(Object pointing dataset rows)
───

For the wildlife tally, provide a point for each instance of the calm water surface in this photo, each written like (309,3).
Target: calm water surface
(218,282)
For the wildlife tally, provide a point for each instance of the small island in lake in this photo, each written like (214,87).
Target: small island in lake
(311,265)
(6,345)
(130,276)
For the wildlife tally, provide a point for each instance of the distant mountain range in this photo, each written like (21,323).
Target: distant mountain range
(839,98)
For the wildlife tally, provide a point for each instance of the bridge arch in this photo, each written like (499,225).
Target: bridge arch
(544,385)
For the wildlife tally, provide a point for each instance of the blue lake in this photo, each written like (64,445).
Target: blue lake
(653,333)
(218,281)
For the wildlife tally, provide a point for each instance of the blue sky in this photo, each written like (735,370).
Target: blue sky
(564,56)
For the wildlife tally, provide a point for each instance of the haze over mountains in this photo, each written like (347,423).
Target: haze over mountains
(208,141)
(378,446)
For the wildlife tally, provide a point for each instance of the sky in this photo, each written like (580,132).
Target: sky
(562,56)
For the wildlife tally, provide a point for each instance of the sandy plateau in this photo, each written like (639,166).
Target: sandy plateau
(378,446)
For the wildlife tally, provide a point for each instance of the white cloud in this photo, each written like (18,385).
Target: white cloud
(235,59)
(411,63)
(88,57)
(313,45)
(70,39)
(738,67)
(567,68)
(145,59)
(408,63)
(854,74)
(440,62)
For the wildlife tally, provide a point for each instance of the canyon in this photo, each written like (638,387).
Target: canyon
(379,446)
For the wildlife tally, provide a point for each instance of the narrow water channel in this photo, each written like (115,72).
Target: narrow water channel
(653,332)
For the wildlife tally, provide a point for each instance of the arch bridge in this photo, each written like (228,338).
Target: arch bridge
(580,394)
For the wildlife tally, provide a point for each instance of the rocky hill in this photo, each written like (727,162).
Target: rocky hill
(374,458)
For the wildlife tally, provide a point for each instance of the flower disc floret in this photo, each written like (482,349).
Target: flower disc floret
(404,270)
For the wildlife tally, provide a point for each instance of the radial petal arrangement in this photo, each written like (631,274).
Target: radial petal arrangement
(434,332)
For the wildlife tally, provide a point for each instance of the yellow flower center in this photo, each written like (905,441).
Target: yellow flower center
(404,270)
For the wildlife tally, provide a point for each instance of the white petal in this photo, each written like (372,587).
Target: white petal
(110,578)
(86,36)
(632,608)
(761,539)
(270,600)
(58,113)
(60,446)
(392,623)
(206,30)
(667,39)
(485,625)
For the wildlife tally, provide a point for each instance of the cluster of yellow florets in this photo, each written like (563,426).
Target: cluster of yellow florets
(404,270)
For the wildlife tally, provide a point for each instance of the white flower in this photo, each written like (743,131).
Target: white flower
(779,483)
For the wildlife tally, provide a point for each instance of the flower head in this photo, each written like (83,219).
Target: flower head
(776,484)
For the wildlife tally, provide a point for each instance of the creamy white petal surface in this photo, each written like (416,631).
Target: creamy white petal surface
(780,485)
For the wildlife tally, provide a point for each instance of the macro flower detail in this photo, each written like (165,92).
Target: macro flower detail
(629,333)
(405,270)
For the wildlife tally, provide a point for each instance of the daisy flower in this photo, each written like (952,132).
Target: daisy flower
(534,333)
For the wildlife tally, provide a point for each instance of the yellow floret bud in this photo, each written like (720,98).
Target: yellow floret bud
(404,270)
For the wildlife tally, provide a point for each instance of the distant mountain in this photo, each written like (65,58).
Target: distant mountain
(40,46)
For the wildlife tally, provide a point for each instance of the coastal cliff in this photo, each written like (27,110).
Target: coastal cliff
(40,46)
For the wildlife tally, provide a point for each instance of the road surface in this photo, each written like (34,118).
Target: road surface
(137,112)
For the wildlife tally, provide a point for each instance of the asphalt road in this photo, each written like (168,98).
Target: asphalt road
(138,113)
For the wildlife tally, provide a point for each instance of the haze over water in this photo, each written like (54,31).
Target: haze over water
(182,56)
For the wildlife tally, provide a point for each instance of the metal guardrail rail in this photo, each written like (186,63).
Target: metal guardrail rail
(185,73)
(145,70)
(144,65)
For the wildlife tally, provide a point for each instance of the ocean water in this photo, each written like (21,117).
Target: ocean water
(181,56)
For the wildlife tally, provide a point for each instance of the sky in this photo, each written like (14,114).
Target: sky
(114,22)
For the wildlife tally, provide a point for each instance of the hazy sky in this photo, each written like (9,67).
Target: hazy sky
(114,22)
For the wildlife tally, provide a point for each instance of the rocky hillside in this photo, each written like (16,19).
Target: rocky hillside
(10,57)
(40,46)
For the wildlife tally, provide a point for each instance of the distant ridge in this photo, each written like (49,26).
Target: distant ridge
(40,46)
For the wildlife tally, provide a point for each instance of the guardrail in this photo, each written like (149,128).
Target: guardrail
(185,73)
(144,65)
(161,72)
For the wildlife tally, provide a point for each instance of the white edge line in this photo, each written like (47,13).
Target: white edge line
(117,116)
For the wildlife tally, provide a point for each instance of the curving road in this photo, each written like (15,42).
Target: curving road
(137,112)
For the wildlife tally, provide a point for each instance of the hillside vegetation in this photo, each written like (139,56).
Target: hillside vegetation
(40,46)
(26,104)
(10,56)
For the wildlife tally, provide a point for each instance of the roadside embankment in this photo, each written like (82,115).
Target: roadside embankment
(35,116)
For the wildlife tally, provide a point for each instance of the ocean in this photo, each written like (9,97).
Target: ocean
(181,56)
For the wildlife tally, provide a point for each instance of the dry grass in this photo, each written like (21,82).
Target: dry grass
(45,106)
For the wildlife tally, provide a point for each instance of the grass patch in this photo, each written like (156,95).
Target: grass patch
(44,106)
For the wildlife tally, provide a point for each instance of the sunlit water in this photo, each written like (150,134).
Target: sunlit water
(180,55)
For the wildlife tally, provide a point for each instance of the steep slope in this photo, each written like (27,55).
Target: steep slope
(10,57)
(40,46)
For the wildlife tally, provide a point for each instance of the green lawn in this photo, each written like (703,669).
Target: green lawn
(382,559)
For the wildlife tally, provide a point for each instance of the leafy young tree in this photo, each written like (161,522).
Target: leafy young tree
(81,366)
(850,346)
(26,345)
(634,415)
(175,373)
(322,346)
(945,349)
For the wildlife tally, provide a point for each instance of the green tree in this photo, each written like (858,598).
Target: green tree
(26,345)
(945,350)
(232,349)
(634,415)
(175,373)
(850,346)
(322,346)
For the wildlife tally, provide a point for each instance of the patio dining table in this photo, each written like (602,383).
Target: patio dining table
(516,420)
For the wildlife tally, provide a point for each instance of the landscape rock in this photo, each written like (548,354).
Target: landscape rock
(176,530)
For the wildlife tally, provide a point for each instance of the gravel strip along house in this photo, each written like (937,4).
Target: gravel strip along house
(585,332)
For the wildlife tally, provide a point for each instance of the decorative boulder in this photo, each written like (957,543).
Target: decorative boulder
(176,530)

───

## DESCRIPTION OF THE TASK
Write out the whole listing again. Match it word for word.

## THE OUTPUT
For the wildlife tally, provide a point for each instance of the calm water surface in this photo, each written like (309,3).
Target: calm water surface
(218,282)
For the wildlife tally, provide a point for each instance of the small island in lake in this photo, each written like (214,87).
Target: small island in lake
(311,265)
(6,345)
(130,276)
For the wildlife tally, provide a point for each instance of the distant mountain range in this photo, each written like (21,323).
Target: distant mountain range
(839,98)
For the wildlife tally, provide a point for each instance of the bridge arch in this photo, each written like (499,225).
Target: bridge arch
(544,385)
For the wildlife tally, provide a point for each instance of the blue lake in this photo, each written like (64,445).
Target: blue lake
(653,333)
(218,281)
For the wildlife tally, provide a point for each instance of the blue sky in this photo, each written like (735,370).
Target: blue sky
(564,56)
For the wildlife tally, provide a point for each instance of the haze over mountains in this photo, each written like (347,423).
Target: haze over mountains
(208,141)
(378,446)
For the wildlife tally, provide a point for each instance of the sky in this photo, each written like (580,132).
Target: sky
(562,56)
For the wildlife tally, provide a point for each instance of the sandy plateau in this photo, each written like (639,166).
Target: sandy plateau
(378,446)
For the wildlife tally, provide a point for each instance of the white cloud in this photo, each written like (18,385).
Target: white cloud
(235,59)
(411,63)
(88,57)
(313,45)
(70,39)
(738,67)
(567,68)
(145,59)
(408,63)
(854,74)
(440,62)
For the wildlife tally, provide a point for each instance of the canyon in this photo, each written like (638,387).
Target: canyon
(379,446)
For the wildlife tally, provide a point for each instance of the narrow water channel in this photo, each written like (115,72).
Target: narrow water channel
(653,332)
For the wildlife tally, provide a point for each instance of the arch bridge in this photo, each written like (228,338).
Target: arch bridge
(580,394)
For the wildlife tally, provide a point for each instance of the rocky hill in this photo, each written like (727,162).
Target: rocky hill
(374,458)
For the wildlife tally, provide a point for each instance of the flower disc floret in this photo, each written like (482,349).
Target: flower disc floret
(404,270)
For the wildlife tally, provide a point for each instance of the radial petal arrangement in this photo, each written like (631,274).
Target: radial petal arrangement
(434,332)
For the wildlife tally, provide a point for each instance of the yellow flower center in this photo, each written like (905,441).
Target: yellow flower center
(404,270)
For the wildlife tally, provide a point for each instance of the white petal in this photo, each written like (372,587).
Target: white petal
(110,578)
(86,36)
(632,608)
(761,539)
(270,600)
(58,113)
(60,446)
(392,623)
(206,30)
(667,39)
(485,625)
For the wildlife tally, provide a point for each instance of the cluster of yellow florets in this photo, each written like (563,426).
Target: cluster of yellow florets
(404,270)
For the wildlife tally, provide a point for each instance of the white flower in this photo, each written like (743,131).
Target: white flower
(779,483)
For the wildlife tally, provide a point for each instance of the flower head in this photo, each written like (83,219).
Target: flower head
(776,484)
For the wildlife tally, provide a point for each instance of the creamy white petal surface in this photo, each written like (416,631).
Target: creamy white petal surface
(780,485)
For the wildlife tally, provide a point for each instance of the macro flower detail in this photo, each written like (165,92).
Target: macro flower detail
(629,333)
(405,270)
For the wildlife tally, provide a point for each instance of the daisy flower in this photo, each written like (952,132).
Target: daisy flower
(534,333)
For the wildlife tally, provide a point for each instance of the yellow floret bud in this photo, each written like (720,98).
Target: yellow floret bud
(404,270)
For the wildlife tally, provide a point for each instance of the distant mountain in this photo, each written like (65,58).
Target: distant mountain
(40,46)
For the wildlife tally, provide a point for each instance of the coastal cliff in this photo, each written like (27,110).
Target: coastal cliff
(40,46)
For the wildlife tally, provide a point for each instance of the road surface in this photo, each written like (34,118).
Target: road surface
(137,112)
For the wildlife tally, provide a point for each instance of the asphalt road in this photo, each written like (168,98).
Target: asphalt road
(138,113)
For the wildlife tally, provide a point for each instance of the haze over water in this photo, each written like (54,31).
Target: haze over water
(182,56)
For the wildlife tally, provide a point for each instance of the metal guardrail rail in this photo, each written like (186,63).
Target: metal guardrail rail
(185,73)
(145,70)
(144,65)
For the wildlife tally, provide a point for each instance of the ocean water in this photo, each written like (21,117).
Target: ocean water
(181,56)
For the wildlife tally, provide a point for each instance of the sky in this photo, each written like (14,114).
Target: sky
(114,22)
For the wildlife tally, provide a point for each instance of the hazy sky in this photo, each written like (9,67).
Target: hazy sky
(114,22)
For the wildlife tally, provide a point for each instance of the rocky hillside in this photo, each written like (16,19).
Target: rocky hillside
(10,57)
(40,46)
For the wildlife tally, provide a point for each instance of the distant ridge in this photo, each written like (49,26).
Target: distant ridge
(40,46)
For the wildlife tally, provide a point for each instance of the guardrail in this photo, each written like (149,128).
Target: guardrail
(185,73)
(144,65)
(161,72)
For the wildlife tally, provide a point for each instance of the white edge line in this photo, each written like (47,13).
Target: white edge line
(117,116)
For the wildlife tally, provide a point for each instance of the curving road in this photo, each written like (15,42).
Target: curving road
(137,112)
For the wildlife tally, provide a point for each instance of the hillside vegetation in this photo, each written like (139,56).
Target: hillside vegetation
(40,46)
(26,104)
(10,56)
For the wildlife tally, provide a point for each instance of the roadside embankment in this photo, each written like (82,115).
Target: roadside embankment
(35,116)
For the wildlife tally, provide a point for each instance of the ocean in this photo, each written like (9,97).
Target: ocean
(181,56)
For the wildlife tally, provide a point for each instance of the dry grass in this photo, each written like (21,82).
Target: dry grass
(45,106)
For the wildlife tally, provide a point for each instance of the grass patch in this photo, each written like (156,95).
Target: grass patch
(44,106)
For the wildlife tally, provide a point for each instance of the sunlit water in this photo, each written like (150,134).
Target: sunlit water
(180,55)
For the wildlife tally, provide a point for each instance of the steep slope in this photo, each written like (27,55).
Target: steep slope
(10,57)
(40,46)
For the wildlife tally, provide a point for each instance of the green lawn in this photo, each written like (703,669).
Target: green lawn
(382,559)
For the wildlife tally, provide a point for each instance of the leafy young tree in this photo, each written like (161,522).
Target: leafy young tree
(81,366)
(850,346)
(26,345)
(634,415)
(175,373)
(322,346)
(945,349)
For the wildlife tally, provide a point for each instance of the green tree in this photo, each written like (858,598).
Target: green tree
(26,345)
(945,350)
(232,349)
(634,415)
(175,373)
(850,346)
(322,346)
For the wildlife tally, provide a point for each instance of the patio dining table in this photo, each written like (602,383).
Target: patio dining table
(516,420)
For the wildlife tally, provide a point for each instance of the landscape rock in this photo, each written like (548,354).
Target: landscape rock
(176,530)
For the wildlife tally, provide a point for each instance of the gravel strip along house in this photo, each written like (937,4).
Target: gravel strip along house
(585,332)
For the wildlife tally, provide a point for each instance of the decorative boulder in this photo, each written like (957,543).
Target: decorative boulder
(176,530)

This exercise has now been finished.